## Groups v. individuals

We have previously shown how survival models based around the force of mortality, *μ*_{x}, have the ability to use more of your data. We have also seen that attempting to use fractional years of exposure in a *q*_{x} model can lead to potential mistakes. However, the Poisson distribution also uses *μ*_{x}, so why don't we use a Poisson model for the grouped count of deaths in each cell? After all, a model using grouped counts sounds like it might fit faster. In this article we will show why survival models constructed at the level of the individual are still preferable.

The first step when using the Poisson model is to decide on the width of the age interval. This is necessary because the Poisson model for grouped counts requires that the force of mortality is constant. Table 1 shows the parameters for a Gompertz force of mortality using various widths of age interval:

Table 1. Parameters for a Poisson GLM for grouped counts using different widths of age interval. Source: Longevitas Ltd, using mortality-experience data of 593 deaths among 7,363 lives in a UK defined-benefit pension scheme for ages 60–90 over the quadrennium 2006–2009.

Age interval (years) | *α* | *β* |

5.0 |
-12.138 |
0.11676 |

1.0 |
-12.439 |
0.11772 |

0.2 |
-12.504 |
0.11796 |

For comparison, the same parameters in a full Gompertz survival model using individual data are *α*=-12.455 and *β*=0.11793. We can see that the value for *β* under the Poisson approximation gets closer with shorter age intervals, but the same is not true for *α*. We need to look at the Poisson model in more detail to understand why it is an imperfect approximation for the survival model.

A key assumption in the Poisson model is that the force of mortality is piecewise constant, i.e. constant within each age interval. Since mortality rates increase exponentially with age, relatively short age intervals are required. Of course, as we split up the age range into smaller intervals, we also reduce the potential computational savings relative to the survival model. In fact, in our R test scripts the Poisson model actually takes *longer* to fit than the survival model because of the extra program time spent preparing the data.

Saved entries:
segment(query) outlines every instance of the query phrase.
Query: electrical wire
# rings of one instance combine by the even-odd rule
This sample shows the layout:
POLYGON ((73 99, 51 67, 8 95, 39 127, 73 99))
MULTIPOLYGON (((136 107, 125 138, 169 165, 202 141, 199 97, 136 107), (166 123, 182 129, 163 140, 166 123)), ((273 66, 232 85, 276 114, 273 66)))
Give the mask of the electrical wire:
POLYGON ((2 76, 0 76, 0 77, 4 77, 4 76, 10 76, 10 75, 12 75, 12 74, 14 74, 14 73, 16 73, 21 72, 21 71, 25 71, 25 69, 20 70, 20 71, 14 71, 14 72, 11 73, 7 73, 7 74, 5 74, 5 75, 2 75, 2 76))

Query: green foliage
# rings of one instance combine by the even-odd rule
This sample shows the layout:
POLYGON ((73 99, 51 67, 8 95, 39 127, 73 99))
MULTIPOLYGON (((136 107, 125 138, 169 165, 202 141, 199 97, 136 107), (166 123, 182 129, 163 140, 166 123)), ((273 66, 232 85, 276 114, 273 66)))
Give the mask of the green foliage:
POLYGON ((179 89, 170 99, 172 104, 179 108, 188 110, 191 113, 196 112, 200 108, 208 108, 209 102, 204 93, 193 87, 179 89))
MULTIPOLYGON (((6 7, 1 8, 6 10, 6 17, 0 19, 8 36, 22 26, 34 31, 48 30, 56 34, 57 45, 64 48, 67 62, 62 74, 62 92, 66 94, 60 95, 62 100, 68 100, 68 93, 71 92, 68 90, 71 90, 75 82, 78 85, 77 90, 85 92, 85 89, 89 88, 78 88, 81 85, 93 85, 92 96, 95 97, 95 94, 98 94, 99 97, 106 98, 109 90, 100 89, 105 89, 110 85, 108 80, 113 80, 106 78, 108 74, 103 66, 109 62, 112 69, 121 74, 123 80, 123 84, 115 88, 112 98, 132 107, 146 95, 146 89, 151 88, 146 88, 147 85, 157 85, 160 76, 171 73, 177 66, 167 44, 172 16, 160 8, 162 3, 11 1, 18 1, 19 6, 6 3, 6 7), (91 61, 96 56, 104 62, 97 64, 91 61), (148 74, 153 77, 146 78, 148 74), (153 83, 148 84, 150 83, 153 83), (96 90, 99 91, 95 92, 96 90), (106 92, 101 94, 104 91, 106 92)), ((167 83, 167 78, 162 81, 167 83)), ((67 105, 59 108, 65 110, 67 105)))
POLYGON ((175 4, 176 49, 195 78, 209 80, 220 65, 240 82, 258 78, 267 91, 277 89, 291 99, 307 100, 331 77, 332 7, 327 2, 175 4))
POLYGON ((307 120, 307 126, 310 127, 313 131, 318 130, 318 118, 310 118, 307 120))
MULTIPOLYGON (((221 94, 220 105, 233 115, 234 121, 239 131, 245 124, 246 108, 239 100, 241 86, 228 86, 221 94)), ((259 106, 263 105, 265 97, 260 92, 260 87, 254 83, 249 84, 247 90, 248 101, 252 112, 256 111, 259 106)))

=== Aim of the task ===
Carry on the article comparing grouped Poisson counts with individual survival models, picking up directly after its final paragraph.

=== Output for this exercise ===
However, this process of splitting the exposures into shorter age intervals also reduces the number of lives in each group. This brings with it its own problems for the Poisson model — it has a non-zero probability of more deaths in a group than there are people! This problem is most apparent with small numbers of lives, a situation which will crop up more frequently when the age interval is shrunk. This is what is happening in Table 1: when the age interval is 0.2, there are too many cells with low actual and expected numbers of deaths, thus causing a violation of the Poisson assumption. Technically, we would describe the Poisson model as not well specified in relation to the task at hand.

In many practical circumstances the Poisson model can be a reasonable working approximation, especially for very large data sets. Indeed, the Poisson model can often be a useful independent check of the survival-model fit. However, survival models at the level of the individual are preferable because they are better specified than the Poisson model for grouped counts and can be fitted faster.